● Extract to read:
+++++

WOW 177 | Emotional Salary

Emotional Salary: When you have a low emotional salary, you are going to be disengaged and demotivated at work.

If we think about all of our waking hours, the majority of them are spent at work. If we are feeling disengaged, demotivated, and dissatisfied for a large part of our working hours, that is going to translate into having a negative impact on our life outside of work as well. It’s not always as easy to separate the two things. You don’t walk out of the door at work and suddenly become another person.

That sounds like an ideal state for some people to be able to get that separation but, in reality, we are one being and there’s a balancing of the both of us in the work self and the home self. I like that reference you make there about the contagion of who we are as well. The way we carry ourselves in the emotional framing that we have at any moment can seep out and shape the experiences of those around us.

Something that we talk about sometimes is that if we help somebody improve the experience that they have at work, get up to this higher level of emotional salary that you speak about, and get that benefit of fulfillment and the sub-characteristics that we’ll speak to, people often have not just that better contribution in the workplace, but they tend to go home as more fulfilled people. They go into their communities as more fulfilled people.

They have those crossover and spill-over effects that help shape a little bit more of a positive outcome in the world around them. It feels like a lovely fulcrum point to focus on this. Why don’t we jump a little bit more into the detail of emotional salary itself? Would you be able to talk through what you think some of these factors are and what some of the things are that you look for and measure?

+++++

● Data excerpt:
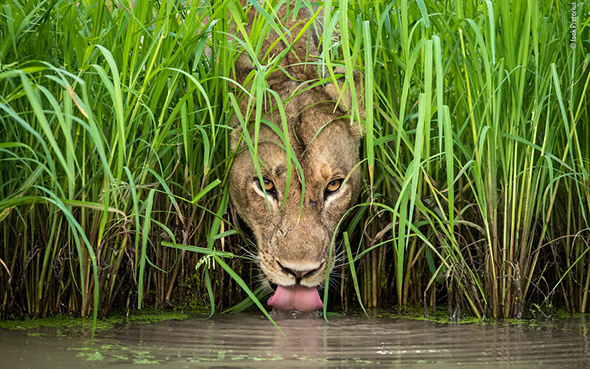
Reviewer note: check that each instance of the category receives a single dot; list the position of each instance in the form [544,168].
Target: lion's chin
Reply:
[296,297]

+++++

Pick up the emotional salary conversation after its last sentence and keep it going. You won't need the lines above for anything here.

When we started our research, we looked at the existing research that was out there in relation to what motivates people at work, what engages people at work, and what kind of things make a difference in that sphere. We looked at that. We then did some focus groups with individuals to explore with them. Let’s forget about money.

If we forget about money, what is it that’s important for you at work? What is it that makes a difference? That’s how we came up with this framework of ten different elements or factors. None of them are particularly new. Everybody will recognize seeing them before, but nobody has put them together into a framework like this before.

The first one is autonomy. Autonomy is about having the freedom to manage your working style, your projects, and your time. It’s about feeling respected and trusted at work. Also, being able to get on with things. When that doesn’t happen, people tend to be micromanaged. That can have a very negative impact on how people feel about their work.

The next one is having a sense of belonging. This is interesting because it’s about our sense of connection with the organization and with our team, but it’s also about feeling acknowledged at work. It’s feeling seen, appreciated, and valued. There’s also an element of having pride in belonging to a team or an organization.

It’s a fundamental human need to feel that you belong and are valued. I wouldn’t say that any one of the factors that are necessarily more important than the others because it differs depending on the individual, but for me, belonging is something that to me personally is very important. Also, for a lot of people, it has a fundamental impact.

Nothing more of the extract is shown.